-- begin Task input --
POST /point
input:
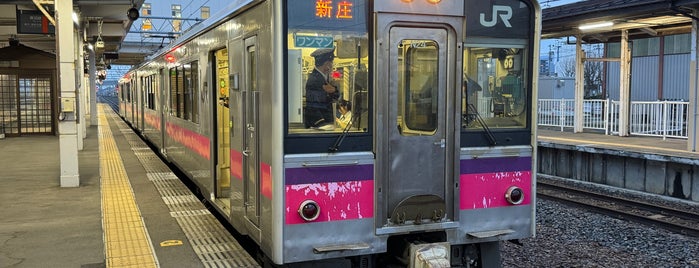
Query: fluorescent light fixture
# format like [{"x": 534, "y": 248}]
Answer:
[
  {"x": 595, "y": 25},
  {"x": 76, "y": 19}
]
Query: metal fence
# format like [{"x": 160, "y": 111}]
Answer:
[{"x": 647, "y": 118}]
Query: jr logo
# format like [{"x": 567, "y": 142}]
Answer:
[{"x": 505, "y": 13}]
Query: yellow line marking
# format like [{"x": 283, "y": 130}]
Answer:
[
  {"x": 169, "y": 243},
  {"x": 620, "y": 145},
  {"x": 126, "y": 241}
]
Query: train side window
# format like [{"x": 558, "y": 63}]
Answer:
[
  {"x": 194, "y": 91},
  {"x": 494, "y": 94}
]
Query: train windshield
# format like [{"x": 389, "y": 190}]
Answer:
[
  {"x": 497, "y": 51},
  {"x": 494, "y": 88},
  {"x": 328, "y": 66}
]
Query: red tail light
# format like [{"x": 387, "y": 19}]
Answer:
[
  {"x": 309, "y": 210},
  {"x": 514, "y": 195}
]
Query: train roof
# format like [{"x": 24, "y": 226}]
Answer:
[{"x": 234, "y": 8}]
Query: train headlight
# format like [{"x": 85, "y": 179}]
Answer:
[
  {"x": 514, "y": 195},
  {"x": 309, "y": 210}
]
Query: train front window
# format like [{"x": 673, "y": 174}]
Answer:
[
  {"x": 418, "y": 87},
  {"x": 494, "y": 92},
  {"x": 328, "y": 67}
]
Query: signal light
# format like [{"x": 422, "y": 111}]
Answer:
[
  {"x": 309, "y": 210},
  {"x": 170, "y": 58},
  {"x": 514, "y": 195}
]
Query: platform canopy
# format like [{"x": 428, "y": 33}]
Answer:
[
  {"x": 24, "y": 21},
  {"x": 606, "y": 18}
]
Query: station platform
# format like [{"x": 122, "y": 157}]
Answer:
[
  {"x": 635, "y": 144},
  {"x": 130, "y": 210}
]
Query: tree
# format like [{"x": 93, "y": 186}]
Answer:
[{"x": 592, "y": 75}]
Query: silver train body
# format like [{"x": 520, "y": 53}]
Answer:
[{"x": 439, "y": 156}]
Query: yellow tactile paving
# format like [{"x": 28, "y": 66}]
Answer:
[{"x": 126, "y": 240}]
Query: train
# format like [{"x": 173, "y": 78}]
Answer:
[{"x": 436, "y": 167}]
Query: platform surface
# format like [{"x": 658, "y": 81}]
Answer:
[{"x": 45, "y": 225}]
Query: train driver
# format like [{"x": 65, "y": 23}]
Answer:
[{"x": 320, "y": 92}]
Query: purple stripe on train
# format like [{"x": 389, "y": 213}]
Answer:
[
  {"x": 306, "y": 175},
  {"x": 501, "y": 164}
]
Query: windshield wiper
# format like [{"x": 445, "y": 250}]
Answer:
[
  {"x": 336, "y": 145},
  {"x": 474, "y": 112}
]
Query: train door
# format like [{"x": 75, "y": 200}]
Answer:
[
  {"x": 251, "y": 107},
  {"x": 162, "y": 105},
  {"x": 222, "y": 125},
  {"x": 418, "y": 124}
]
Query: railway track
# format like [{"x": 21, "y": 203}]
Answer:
[{"x": 675, "y": 220}]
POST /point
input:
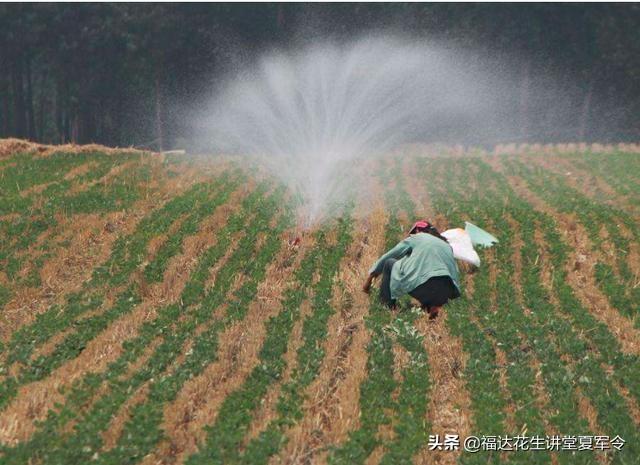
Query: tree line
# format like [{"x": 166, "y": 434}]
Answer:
[{"x": 126, "y": 74}]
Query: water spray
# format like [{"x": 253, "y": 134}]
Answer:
[{"x": 312, "y": 115}]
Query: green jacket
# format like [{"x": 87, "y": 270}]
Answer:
[{"x": 420, "y": 257}]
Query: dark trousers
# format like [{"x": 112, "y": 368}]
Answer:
[
  {"x": 385, "y": 285},
  {"x": 435, "y": 292}
]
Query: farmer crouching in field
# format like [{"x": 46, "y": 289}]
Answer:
[{"x": 421, "y": 265}]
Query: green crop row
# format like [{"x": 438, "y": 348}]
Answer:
[
  {"x": 544, "y": 322},
  {"x": 377, "y": 406},
  {"x": 142, "y": 431},
  {"x": 128, "y": 253},
  {"x": 592, "y": 215},
  {"x": 410, "y": 408},
  {"x": 618, "y": 169},
  {"x": 450, "y": 193},
  {"x": 175, "y": 324},
  {"x": 309, "y": 355},
  {"x": 226, "y": 434},
  {"x": 22, "y": 232}
]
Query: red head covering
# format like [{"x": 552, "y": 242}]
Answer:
[{"x": 422, "y": 224}]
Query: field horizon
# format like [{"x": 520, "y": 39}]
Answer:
[{"x": 157, "y": 309}]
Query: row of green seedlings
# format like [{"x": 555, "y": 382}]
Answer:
[
  {"x": 127, "y": 255},
  {"x": 590, "y": 344},
  {"x": 544, "y": 321},
  {"x": 25, "y": 172},
  {"x": 623, "y": 293},
  {"x": 479, "y": 319},
  {"x": 37, "y": 212},
  {"x": 619, "y": 284},
  {"x": 619, "y": 170},
  {"x": 225, "y": 437},
  {"x": 407, "y": 412},
  {"x": 173, "y": 328}
]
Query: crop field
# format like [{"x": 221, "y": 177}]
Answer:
[{"x": 155, "y": 310}]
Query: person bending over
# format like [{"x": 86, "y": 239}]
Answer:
[{"x": 422, "y": 265}]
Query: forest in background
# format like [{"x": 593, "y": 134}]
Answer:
[{"x": 129, "y": 74}]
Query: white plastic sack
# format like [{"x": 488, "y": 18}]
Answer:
[{"x": 460, "y": 242}]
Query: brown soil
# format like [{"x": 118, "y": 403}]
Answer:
[
  {"x": 35, "y": 399},
  {"x": 331, "y": 405},
  {"x": 579, "y": 267},
  {"x": 198, "y": 402}
]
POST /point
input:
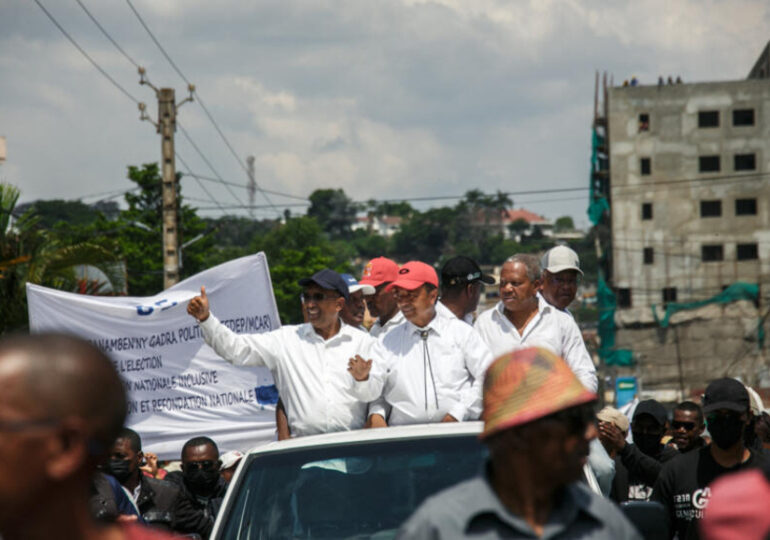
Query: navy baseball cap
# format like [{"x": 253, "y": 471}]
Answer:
[
  {"x": 727, "y": 394},
  {"x": 327, "y": 279},
  {"x": 654, "y": 409}
]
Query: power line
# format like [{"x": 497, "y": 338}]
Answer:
[
  {"x": 244, "y": 186},
  {"x": 206, "y": 191},
  {"x": 203, "y": 157},
  {"x": 200, "y": 100},
  {"x": 106, "y": 34},
  {"x": 85, "y": 54}
]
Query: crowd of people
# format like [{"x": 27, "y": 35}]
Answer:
[{"x": 69, "y": 468}]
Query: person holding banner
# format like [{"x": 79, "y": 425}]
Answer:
[
  {"x": 319, "y": 367},
  {"x": 61, "y": 406}
]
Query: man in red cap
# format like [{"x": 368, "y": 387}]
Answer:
[
  {"x": 434, "y": 365},
  {"x": 329, "y": 394},
  {"x": 379, "y": 273},
  {"x": 538, "y": 421}
]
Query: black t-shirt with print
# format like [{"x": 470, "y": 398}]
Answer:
[{"x": 682, "y": 487}]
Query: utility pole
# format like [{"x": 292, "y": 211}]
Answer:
[
  {"x": 166, "y": 127},
  {"x": 252, "y": 182}
]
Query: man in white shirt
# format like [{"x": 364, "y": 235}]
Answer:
[
  {"x": 561, "y": 276},
  {"x": 461, "y": 286},
  {"x": 522, "y": 318},
  {"x": 322, "y": 390},
  {"x": 434, "y": 365},
  {"x": 379, "y": 273}
]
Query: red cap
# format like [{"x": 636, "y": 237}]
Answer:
[
  {"x": 414, "y": 274},
  {"x": 378, "y": 271}
]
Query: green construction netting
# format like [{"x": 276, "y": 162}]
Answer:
[
  {"x": 607, "y": 351},
  {"x": 736, "y": 291},
  {"x": 597, "y": 206}
]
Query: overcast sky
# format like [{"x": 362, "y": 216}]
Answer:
[{"x": 385, "y": 99}]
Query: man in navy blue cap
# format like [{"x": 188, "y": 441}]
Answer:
[{"x": 319, "y": 367}]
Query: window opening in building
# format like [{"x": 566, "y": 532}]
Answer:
[
  {"x": 743, "y": 117},
  {"x": 708, "y": 164},
  {"x": 710, "y": 208},
  {"x": 712, "y": 252},
  {"x": 745, "y": 207},
  {"x": 644, "y": 122},
  {"x": 624, "y": 298},
  {"x": 745, "y": 162},
  {"x": 669, "y": 295},
  {"x": 708, "y": 119},
  {"x": 645, "y": 166},
  {"x": 746, "y": 252}
]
-- end Task input --
[Exercise goal] Transcribe, word for word, every line from the one containing "Query: man in white shirt" through the final line of the entries, and nothing else.

[Answer to this exercise]
Query: man in white shirt
# format like [{"x": 364, "y": 235}]
Answer:
[
  {"x": 561, "y": 276},
  {"x": 461, "y": 286},
  {"x": 522, "y": 318},
  {"x": 322, "y": 390},
  {"x": 434, "y": 365},
  {"x": 379, "y": 273}
]
Query: red cap
# format like [{"x": 636, "y": 237}]
Answer:
[
  {"x": 414, "y": 274},
  {"x": 378, "y": 271}
]
Query: green construction netting
# format like [{"x": 276, "y": 162}]
Answer:
[
  {"x": 607, "y": 351},
  {"x": 736, "y": 291},
  {"x": 597, "y": 206}
]
Query: overcast sky
# format like [{"x": 362, "y": 216}]
Answer:
[{"x": 385, "y": 99}]
Query: man in navy blue cap
# format like [{"x": 188, "y": 441}]
Answer:
[{"x": 319, "y": 367}]
Query: window opening in building
# format like [{"x": 566, "y": 532}]
Answer:
[
  {"x": 743, "y": 117},
  {"x": 708, "y": 164},
  {"x": 710, "y": 208},
  {"x": 712, "y": 252},
  {"x": 745, "y": 207},
  {"x": 644, "y": 122},
  {"x": 624, "y": 298},
  {"x": 745, "y": 162},
  {"x": 669, "y": 295},
  {"x": 708, "y": 119},
  {"x": 645, "y": 166},
  {"x": 746, "y": 252}
]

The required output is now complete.